_TEXT EXCERPT_
# how to make plants more red?



## bbkid43 (Sep 10, 2004)

I cant seem to get my plants as red as I used to. I have 4 wpg and pressurized co2. I dose some flourish, flourish iron, and some other trace element product. After upgrading to pressurized and 4 wpg I didnt change my dosing and I think I need to, to get the deeper reds I want. What products shoud I get that will make my plants more red?


----------



## Bert H (Mar 2, 2004)

It doesn't sound like you're adding any macros (K, NO3, PO4). With that much lighting, you really need to stay on top of your ferts or you're asking for algae. Shoot for a 10:2 NO3O4 ratio and see what happens. Many keep phosphates high in relation to nitrates for increased red coloration.


----------



## bbkid43 (Sep 10, 2004)

yea I'm not really dosing too much but I havent had any algae problems since the tank was set up. Does anyone know a good place to get cheap ferts?


----------



## chiahead (Dec 18, 2004)

try Gregwatson.com they have all the ingredients for a PMDD and seperate ferts. Plus they are cheap and come in 1 lb bags.


----------



## bbkid43 (Sep 10, 2004)

I am considering ordering some of the PMDD pre-mix. Would this be enough to give me most of my macro and micro nutrients?


----------



## chiahead (Dec 18, 2004)

I and most people buy the seperate ingredients and dose as needed. I tried the pmdd mix and I didnt like it. I dose flourish and then K2So4, Kno3, Mono Phosphate, and CaCl and MgSo4, plus excel.


----------



## Phil Edwards (Jan 22, 2004)

Lately I've seen that dosing more Iron in an otherwise nutritionally "full" tank will increase reddness in some plants. 

Best,
Phil


----------

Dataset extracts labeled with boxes

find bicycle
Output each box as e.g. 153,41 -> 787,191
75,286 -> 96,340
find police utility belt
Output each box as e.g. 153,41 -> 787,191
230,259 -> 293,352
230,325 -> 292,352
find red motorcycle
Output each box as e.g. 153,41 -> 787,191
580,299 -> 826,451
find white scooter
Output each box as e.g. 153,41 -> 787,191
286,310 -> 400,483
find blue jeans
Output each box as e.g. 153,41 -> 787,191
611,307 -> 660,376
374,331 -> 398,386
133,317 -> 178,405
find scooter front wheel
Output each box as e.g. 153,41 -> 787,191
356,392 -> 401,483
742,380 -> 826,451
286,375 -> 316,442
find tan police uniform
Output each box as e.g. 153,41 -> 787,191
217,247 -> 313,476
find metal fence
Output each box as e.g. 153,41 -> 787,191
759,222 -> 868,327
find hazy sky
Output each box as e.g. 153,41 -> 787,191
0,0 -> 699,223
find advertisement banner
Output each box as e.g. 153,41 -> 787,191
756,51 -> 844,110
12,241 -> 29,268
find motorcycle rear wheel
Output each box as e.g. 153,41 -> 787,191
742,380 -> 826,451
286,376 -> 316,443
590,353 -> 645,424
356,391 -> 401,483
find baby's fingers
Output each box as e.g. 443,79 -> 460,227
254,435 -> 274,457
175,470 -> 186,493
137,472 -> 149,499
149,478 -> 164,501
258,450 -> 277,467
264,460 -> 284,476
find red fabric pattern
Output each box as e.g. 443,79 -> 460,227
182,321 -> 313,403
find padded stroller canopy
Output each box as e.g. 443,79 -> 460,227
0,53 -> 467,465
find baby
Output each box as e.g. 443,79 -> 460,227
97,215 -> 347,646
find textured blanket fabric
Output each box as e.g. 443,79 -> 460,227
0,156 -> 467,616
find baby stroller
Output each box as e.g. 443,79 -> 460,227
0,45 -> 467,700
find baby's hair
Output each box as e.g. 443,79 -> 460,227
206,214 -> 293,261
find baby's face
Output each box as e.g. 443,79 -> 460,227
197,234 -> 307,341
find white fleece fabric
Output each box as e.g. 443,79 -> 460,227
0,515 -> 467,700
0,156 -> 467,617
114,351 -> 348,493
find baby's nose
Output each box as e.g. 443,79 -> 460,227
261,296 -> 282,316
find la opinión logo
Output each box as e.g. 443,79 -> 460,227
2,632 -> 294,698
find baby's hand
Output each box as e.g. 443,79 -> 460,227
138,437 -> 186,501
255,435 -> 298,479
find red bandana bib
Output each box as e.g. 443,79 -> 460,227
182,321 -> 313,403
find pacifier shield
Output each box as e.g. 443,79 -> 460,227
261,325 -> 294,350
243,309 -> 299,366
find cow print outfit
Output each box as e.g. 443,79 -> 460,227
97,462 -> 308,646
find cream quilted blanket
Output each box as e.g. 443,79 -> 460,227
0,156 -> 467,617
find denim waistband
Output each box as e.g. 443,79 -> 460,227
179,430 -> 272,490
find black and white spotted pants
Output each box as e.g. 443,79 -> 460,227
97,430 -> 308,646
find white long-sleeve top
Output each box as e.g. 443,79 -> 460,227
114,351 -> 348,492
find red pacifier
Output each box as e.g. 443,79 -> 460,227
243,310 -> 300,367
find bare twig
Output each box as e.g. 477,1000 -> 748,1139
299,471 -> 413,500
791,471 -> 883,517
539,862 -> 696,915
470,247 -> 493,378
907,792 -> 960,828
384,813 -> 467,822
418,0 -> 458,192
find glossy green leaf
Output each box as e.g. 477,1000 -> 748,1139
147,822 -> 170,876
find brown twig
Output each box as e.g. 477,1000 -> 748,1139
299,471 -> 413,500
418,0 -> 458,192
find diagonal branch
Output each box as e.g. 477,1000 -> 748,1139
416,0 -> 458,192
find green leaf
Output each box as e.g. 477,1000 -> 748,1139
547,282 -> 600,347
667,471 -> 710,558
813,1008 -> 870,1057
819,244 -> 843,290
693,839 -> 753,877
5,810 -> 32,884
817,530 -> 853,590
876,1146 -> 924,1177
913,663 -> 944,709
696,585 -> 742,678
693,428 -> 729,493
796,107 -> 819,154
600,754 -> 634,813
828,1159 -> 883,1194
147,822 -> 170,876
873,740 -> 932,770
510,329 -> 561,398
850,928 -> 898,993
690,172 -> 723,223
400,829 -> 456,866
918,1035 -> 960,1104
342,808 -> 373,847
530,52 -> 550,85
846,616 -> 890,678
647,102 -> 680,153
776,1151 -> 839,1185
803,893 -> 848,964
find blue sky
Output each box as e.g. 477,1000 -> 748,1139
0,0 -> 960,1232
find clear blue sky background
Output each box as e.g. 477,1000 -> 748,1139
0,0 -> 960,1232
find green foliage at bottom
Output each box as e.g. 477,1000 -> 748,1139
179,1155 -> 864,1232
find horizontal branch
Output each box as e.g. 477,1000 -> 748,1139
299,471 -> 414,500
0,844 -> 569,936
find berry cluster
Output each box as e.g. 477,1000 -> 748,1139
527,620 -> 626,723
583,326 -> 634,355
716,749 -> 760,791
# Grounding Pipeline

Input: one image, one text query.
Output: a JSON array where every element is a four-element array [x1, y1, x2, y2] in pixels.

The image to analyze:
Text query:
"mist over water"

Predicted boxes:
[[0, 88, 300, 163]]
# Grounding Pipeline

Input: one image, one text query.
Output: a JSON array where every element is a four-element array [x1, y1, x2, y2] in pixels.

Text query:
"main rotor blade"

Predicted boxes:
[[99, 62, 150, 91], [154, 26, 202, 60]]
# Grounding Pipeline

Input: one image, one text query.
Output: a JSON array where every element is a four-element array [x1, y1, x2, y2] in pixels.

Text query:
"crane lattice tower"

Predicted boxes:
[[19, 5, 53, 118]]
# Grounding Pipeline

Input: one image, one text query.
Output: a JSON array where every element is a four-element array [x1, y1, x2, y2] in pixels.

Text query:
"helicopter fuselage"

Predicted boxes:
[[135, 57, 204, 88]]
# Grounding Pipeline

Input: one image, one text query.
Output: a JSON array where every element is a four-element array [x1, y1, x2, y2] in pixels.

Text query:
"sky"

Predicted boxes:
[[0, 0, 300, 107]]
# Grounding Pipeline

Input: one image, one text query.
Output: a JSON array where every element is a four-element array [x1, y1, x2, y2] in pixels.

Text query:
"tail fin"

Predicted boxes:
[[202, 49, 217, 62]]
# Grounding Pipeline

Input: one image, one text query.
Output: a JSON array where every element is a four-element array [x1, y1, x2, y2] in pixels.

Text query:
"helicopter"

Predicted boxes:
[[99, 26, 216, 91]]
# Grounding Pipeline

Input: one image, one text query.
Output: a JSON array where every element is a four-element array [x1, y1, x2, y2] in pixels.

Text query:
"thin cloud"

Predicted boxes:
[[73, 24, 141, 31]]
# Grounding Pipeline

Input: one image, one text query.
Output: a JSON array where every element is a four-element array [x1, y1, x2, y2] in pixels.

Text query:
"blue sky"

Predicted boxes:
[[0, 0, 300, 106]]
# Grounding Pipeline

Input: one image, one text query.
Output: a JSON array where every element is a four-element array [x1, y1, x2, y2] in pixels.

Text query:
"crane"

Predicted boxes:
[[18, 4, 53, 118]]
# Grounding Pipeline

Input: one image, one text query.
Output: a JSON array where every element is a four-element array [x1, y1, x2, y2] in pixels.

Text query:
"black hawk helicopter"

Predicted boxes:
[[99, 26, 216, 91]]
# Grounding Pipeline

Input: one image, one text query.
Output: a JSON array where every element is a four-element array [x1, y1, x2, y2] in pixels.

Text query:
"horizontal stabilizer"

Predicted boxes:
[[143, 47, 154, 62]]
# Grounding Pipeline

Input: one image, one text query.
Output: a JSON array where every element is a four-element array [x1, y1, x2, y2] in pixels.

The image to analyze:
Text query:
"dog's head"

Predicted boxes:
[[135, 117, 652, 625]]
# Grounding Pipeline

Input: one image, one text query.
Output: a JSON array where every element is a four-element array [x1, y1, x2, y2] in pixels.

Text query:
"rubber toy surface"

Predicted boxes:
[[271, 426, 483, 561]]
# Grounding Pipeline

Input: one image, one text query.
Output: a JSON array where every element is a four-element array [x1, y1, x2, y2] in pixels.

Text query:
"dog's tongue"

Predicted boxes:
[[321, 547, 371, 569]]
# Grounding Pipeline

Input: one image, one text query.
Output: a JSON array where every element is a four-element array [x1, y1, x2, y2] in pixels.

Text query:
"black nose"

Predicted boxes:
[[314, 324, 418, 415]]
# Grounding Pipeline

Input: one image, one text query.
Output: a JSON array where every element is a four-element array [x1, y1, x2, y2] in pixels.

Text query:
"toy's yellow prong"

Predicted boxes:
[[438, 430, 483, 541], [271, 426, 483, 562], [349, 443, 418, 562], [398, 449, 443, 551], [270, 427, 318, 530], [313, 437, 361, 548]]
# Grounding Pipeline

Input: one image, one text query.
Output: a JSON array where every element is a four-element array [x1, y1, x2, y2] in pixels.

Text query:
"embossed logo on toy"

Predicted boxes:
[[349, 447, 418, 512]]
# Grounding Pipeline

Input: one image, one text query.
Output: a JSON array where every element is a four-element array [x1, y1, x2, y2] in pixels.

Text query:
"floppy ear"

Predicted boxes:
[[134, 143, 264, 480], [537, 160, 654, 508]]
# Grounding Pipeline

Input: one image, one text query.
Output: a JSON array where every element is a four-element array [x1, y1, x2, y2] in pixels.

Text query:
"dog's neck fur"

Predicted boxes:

_SHORT EXERCISE 1_
Rewrite the plant coloration thread between "## Bert H (Mar" and "increased red coloration.", inclusive, changing "lighting" to "illumination".
_SHORT EXERCISE 2_
Count the lines of the records that contain the string "stroller", matching case exactly, and give only the number.
The forum thread and the records have no connection to each other.

_WRITTEN RESPONSE 1_
## Bert H (Mar 2, 2004)

It doesn't sound like you're adding any macros (K, NO3, PO4). With that much illumination, you really need to stay on top of your ferts or you're asking for algae. Shoot for a 10:2 NO3O4 ratio and see what happens. Many keep phosphates high in relation to nitrates for increased red coloration.

_WRITTEN RESPONSE 2_
2